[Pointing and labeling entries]
+--

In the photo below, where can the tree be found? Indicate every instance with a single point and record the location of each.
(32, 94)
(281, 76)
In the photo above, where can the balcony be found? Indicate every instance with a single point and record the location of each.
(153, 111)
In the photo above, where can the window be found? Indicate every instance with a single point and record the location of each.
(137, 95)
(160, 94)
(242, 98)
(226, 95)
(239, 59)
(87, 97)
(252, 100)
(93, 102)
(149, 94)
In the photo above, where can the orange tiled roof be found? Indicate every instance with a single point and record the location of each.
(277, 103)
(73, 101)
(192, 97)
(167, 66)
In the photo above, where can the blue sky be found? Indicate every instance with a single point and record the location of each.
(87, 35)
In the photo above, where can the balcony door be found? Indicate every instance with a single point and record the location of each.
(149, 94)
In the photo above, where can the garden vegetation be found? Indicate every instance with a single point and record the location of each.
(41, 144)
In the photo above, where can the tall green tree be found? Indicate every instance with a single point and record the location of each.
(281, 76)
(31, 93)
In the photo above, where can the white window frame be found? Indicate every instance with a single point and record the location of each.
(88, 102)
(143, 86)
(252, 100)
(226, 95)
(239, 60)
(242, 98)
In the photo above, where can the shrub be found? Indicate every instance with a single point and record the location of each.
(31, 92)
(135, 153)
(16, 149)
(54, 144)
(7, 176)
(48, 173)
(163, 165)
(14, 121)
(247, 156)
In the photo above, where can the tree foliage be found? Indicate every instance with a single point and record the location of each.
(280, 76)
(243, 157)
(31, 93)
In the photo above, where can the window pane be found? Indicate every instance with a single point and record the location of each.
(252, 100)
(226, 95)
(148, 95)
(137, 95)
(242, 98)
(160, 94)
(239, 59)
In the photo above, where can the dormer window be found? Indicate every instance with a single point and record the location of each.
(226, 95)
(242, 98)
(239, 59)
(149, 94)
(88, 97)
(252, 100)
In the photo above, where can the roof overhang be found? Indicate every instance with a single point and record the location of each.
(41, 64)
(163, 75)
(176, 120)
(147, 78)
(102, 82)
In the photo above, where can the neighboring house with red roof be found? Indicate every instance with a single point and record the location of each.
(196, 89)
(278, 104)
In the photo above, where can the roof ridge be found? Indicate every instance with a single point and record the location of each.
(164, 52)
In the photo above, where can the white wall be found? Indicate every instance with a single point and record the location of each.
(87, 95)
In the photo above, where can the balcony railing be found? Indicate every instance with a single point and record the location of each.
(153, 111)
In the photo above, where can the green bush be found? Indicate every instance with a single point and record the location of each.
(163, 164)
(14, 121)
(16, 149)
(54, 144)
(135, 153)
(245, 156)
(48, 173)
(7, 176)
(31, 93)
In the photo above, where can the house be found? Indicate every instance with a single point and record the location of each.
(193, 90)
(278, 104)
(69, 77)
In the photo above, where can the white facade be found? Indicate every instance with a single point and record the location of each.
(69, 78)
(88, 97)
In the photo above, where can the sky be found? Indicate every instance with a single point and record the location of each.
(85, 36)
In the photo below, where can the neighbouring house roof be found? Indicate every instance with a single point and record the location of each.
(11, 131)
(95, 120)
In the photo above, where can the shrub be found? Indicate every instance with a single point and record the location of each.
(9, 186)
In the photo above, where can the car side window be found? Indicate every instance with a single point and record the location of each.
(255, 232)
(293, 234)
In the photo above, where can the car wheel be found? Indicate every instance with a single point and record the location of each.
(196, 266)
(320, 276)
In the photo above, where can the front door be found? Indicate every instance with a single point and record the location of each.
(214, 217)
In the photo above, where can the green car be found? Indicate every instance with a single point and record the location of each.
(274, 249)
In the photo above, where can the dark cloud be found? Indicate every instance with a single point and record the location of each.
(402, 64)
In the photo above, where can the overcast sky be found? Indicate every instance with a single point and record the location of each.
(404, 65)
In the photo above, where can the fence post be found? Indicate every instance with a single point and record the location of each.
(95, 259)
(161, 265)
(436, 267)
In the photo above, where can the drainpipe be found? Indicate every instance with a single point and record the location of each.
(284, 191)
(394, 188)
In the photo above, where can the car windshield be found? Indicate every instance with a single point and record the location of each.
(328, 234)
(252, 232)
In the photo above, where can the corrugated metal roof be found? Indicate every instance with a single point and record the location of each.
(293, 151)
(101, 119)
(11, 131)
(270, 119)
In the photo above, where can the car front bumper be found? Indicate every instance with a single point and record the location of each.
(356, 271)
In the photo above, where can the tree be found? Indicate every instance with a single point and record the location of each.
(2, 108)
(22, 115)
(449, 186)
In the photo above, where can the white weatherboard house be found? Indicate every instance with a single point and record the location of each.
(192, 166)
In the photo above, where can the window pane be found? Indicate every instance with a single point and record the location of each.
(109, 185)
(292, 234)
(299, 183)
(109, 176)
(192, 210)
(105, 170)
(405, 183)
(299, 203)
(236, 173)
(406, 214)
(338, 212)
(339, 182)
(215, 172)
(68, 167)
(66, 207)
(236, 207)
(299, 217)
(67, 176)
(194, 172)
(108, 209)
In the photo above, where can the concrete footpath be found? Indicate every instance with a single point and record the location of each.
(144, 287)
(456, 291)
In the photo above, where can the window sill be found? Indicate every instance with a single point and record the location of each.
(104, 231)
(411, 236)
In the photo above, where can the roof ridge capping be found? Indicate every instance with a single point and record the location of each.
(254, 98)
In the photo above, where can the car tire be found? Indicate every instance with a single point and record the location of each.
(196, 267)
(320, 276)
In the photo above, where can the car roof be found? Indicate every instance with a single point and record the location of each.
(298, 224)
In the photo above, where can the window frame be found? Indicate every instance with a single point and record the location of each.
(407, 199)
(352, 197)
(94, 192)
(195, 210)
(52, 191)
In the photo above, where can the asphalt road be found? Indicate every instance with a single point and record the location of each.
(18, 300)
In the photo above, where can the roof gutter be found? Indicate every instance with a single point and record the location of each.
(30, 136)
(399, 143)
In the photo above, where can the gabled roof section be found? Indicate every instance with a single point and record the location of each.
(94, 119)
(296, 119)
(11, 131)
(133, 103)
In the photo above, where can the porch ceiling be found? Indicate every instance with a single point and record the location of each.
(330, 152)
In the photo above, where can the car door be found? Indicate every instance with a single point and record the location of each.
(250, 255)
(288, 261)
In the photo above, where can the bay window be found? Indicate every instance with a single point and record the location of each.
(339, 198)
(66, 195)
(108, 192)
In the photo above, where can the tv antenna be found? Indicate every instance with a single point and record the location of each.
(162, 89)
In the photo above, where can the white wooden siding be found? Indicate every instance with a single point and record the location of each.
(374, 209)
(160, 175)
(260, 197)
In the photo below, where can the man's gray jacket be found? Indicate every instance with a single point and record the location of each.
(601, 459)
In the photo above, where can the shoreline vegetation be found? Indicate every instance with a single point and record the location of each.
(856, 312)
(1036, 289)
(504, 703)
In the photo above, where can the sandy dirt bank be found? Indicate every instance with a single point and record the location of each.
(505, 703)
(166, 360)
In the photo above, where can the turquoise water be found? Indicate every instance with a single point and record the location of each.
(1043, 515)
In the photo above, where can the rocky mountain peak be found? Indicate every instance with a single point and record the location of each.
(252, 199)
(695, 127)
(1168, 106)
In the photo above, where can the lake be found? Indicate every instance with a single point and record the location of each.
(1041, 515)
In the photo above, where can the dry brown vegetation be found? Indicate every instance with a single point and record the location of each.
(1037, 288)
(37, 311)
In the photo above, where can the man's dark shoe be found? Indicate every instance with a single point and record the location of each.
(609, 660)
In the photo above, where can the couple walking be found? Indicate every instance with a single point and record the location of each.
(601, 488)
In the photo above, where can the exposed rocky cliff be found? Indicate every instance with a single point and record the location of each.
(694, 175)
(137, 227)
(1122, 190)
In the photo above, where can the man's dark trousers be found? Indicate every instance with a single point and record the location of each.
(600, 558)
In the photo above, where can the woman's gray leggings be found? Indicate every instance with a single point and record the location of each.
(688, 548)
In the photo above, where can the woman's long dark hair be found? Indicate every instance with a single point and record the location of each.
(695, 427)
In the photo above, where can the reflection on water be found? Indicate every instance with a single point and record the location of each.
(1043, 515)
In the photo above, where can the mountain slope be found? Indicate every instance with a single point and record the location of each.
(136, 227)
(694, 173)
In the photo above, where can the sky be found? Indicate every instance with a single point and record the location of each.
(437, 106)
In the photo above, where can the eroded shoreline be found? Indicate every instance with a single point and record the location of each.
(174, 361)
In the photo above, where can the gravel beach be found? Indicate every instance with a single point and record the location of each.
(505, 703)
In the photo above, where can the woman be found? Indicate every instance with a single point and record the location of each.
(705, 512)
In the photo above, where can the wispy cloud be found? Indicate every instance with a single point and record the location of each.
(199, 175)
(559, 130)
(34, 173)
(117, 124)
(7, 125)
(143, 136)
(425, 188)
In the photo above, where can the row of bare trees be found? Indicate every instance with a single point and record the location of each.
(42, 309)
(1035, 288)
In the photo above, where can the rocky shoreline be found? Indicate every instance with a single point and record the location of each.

+--

Arrange the lines of the data above as a Markdown table with the columns "No." and "Line," from the line containing "In the photo above, where can the woman's long" up to and including the line containing "(1035, 288)", omitting any blank lines.

#### [TASK OUTPUT]
| No. | Line |
|---|---|
| 1 | In the photo above, where can the woman's long dark hair be found? Indicate every instance with a single point and record the location of each. |
| 2 | (695, 427) |
| 3 | In the photo above, where can the reflection on water be found? Indicate every instance with a single point and record the location of each. |
| 4 | (1043, 515) |
| 5 | In the photo above, where can the mountain slope be found? Indicate every instance with a single point and record the location of each. |
| 6 | (136, 227) |
| 7 | (694, 173) |
| 8 | In the photo above, where can the sky be found? Indicate every instance with a single point and record the location of each. |
| 9 | (437, 106) |
| 10 | In the photo above, where can the eroded shoreline be found? Indicate every instance with a single point and record the location of each. |
| 11 | (174, 361) |
| 12 | In the photo above, where can the gravel beach be found? Indicate every instance with a single point and record the location of each. |
| 13 | (505, 703) |
| 14 | In the photo above, where can the woman be found? Indicate every instance with a single point and record the location of each. |
| 15 | (705, 512) |
| 16 | In the photo above, where can the wispy cloud be found? Indicate every instance with a single point and record the location of each. |
| 17 | (199, 175) |
| 18 | (559, 130) |
| 19 | (34, 173) |
| 20 | (117, 124) |
| 21 | (7, 125) |
| 22 | (143, 136) |
| 23 | (425, 188) |
| 24 | In the photo above, where can the row of bare trees be found? Indicate every instance with a single point and record the location of each. |
| 25 | (42, 309) |
| 26 | (1035, 288) |